● **Exercise directions**
Edit the rows from the line that contains "TARGET = blue emergency light" through the end of the rows, changing "pin" to "marker" and leaving everything else unchanged. Give only those lines.

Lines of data
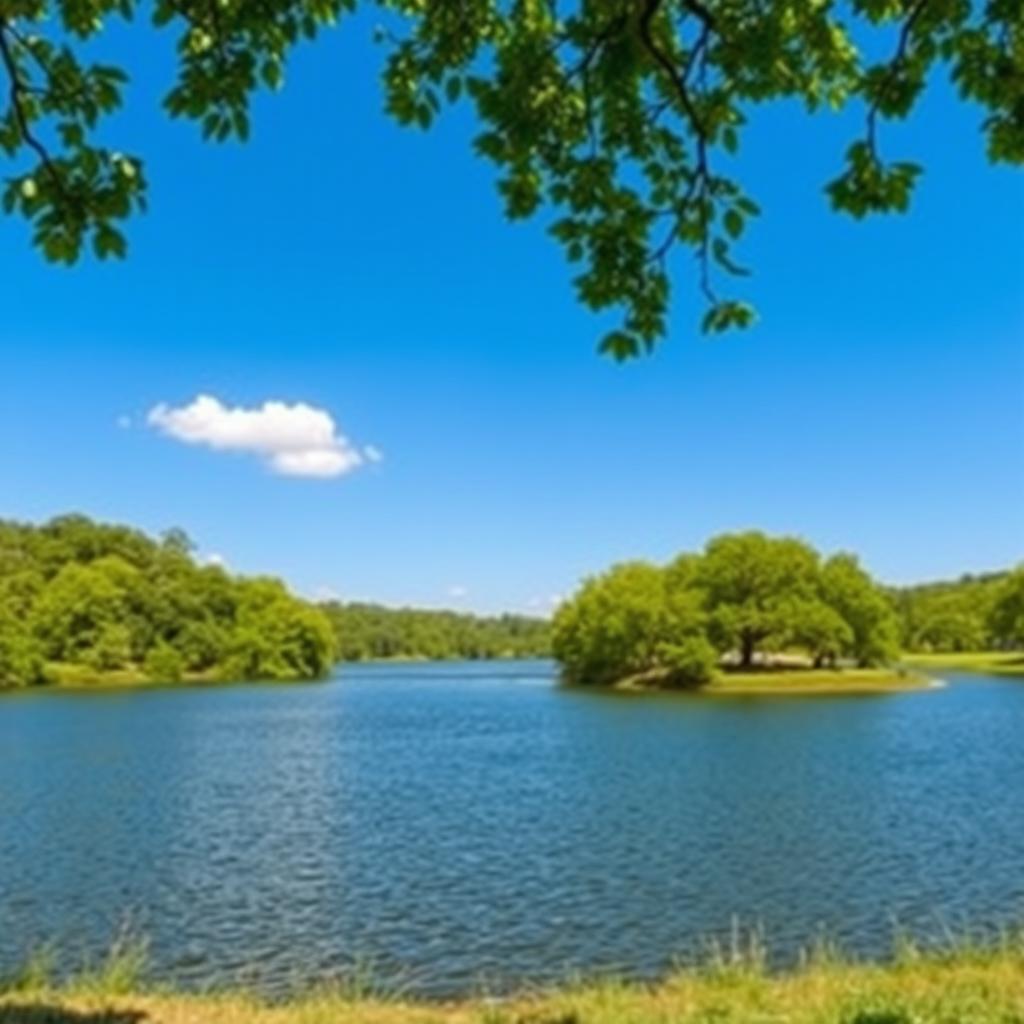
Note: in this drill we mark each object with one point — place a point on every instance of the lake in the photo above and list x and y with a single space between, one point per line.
460 826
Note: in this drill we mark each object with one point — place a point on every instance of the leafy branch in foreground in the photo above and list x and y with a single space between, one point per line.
615 115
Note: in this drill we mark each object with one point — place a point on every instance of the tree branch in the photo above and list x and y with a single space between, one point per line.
18 89
894 67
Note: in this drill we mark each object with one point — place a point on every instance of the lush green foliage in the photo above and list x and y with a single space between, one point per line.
371 631
80 599
747 596
621 118
975 612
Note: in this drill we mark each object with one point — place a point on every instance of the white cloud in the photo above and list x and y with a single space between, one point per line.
293 439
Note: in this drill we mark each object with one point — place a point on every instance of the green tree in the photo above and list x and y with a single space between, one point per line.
819 630
863 606
164 665
20 656
103 598
619 118
755 587
74 609
1008 610
622 623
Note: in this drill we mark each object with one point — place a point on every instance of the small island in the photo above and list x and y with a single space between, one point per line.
760 614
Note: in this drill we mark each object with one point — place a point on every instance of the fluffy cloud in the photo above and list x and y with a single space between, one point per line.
293 439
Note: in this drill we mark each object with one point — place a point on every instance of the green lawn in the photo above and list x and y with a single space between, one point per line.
987 662
961 986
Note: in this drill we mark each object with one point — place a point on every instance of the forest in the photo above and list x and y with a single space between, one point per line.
750 601
82 601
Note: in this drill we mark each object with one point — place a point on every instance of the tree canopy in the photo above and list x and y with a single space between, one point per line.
968 614
620 118
83 601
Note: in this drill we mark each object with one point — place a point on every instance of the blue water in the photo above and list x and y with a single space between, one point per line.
465 825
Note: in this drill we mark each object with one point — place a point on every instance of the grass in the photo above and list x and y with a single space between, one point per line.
803 681
987 662
791 681
963 984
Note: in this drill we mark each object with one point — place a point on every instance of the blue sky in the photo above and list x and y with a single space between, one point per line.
365 269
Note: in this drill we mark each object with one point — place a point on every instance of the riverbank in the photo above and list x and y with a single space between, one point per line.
981 985
791 682
986 662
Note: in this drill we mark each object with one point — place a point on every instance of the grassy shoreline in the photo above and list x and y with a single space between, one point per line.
792 682
965 983
984 662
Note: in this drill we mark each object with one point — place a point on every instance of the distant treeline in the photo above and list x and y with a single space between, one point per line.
975 612
83 601
372 631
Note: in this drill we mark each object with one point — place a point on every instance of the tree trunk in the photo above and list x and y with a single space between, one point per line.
745 651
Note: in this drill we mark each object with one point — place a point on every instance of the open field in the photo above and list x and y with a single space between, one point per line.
966 985
987 662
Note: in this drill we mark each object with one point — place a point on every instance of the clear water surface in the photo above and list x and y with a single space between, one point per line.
468 825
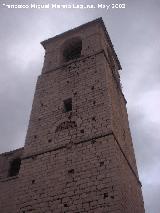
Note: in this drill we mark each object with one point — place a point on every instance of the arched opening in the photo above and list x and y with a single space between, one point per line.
14 167
72 49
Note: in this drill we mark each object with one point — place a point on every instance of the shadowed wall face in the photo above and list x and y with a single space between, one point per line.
78 155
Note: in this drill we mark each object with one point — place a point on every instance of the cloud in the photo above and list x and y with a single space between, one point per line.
135 34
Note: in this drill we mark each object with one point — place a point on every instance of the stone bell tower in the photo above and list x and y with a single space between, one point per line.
78 156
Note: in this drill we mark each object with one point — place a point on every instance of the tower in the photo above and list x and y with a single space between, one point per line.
78 155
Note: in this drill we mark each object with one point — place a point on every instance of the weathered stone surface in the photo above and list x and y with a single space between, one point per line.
80 159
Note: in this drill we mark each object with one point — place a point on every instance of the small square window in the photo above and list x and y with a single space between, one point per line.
68 105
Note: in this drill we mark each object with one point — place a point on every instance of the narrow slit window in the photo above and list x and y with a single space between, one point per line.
68 105
14 167
72 50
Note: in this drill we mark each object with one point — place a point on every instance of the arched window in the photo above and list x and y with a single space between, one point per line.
72 49
14 167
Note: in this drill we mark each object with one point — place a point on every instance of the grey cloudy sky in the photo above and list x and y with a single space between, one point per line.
135 33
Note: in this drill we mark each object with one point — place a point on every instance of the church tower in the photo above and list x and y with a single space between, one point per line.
78 155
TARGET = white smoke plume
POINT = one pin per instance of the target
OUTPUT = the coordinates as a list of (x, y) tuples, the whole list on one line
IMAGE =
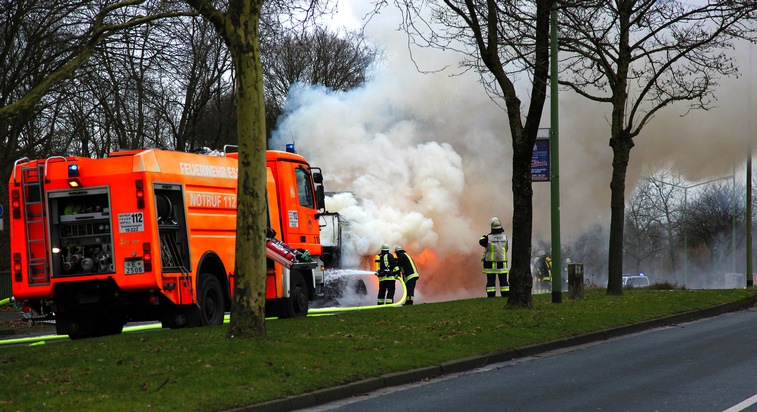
[(424, 160)]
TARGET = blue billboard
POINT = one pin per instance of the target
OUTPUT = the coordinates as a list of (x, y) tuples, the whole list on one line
[(540, 161)]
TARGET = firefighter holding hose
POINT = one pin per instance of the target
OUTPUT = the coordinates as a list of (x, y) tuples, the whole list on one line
[(409, 273), (495, 259), (387, 271)]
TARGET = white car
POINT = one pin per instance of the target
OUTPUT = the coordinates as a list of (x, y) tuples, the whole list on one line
[(635, 281)]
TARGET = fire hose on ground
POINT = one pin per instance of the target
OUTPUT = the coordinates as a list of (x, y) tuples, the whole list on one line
[(40, 340)]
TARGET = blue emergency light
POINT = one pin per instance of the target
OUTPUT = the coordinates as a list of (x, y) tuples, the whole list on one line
[(73, 170)]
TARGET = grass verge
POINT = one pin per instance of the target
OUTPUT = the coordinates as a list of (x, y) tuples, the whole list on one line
[(202, 370)]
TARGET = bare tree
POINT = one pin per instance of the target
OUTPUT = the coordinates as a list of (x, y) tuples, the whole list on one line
[(640, 56), (500, 40), (664, 193), (712, 224), (644, 231), (338, 61)]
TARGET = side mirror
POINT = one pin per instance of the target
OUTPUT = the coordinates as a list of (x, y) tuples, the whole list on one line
[(320, 198)]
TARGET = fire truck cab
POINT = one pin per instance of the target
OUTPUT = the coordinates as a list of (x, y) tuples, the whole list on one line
[(150, 235)]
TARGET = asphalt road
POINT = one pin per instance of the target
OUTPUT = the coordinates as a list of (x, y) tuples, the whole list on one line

● **Answer to this task**
TARGET = blue emergency light
POINT = one marker per instance of the target
OUTPUT = the coordinates as a list of (x, y) tuples, the whole list on one line
[(73, 170)]
TARGET = grass verge
POINT = one marker per instance of the target
OUTPUT = the coordinates as a list of (x, y) tuples, the whole list on one line
[(202, 370)]
TARGET = bare tree
POINT = one marker per instance of the target
OUTPUT = the coordinates as a list of (x, y) tuples, the whole list on one line
[(640, 56), (500, 40), (664, 193), (712, 224), (644, 231), (338, 61)]
TARGET = side mirror
POINT = one marker per instance of the target
OUTPUT = the coordinates as a list of (x, y) tuples, the whole list on one line
[(320, 198)]
TARGET = fire truck cab
POINT = one marker per instance of the target
OUTPUT = the coordinates as a list of (x, y) tuples, the whole list on one line
[(150, 235)]
TARGET = asphalt road
POINT = one marker per instance of the target
OUTPUT = the coordinates as a list of (x, y) tuples, the whole list on one line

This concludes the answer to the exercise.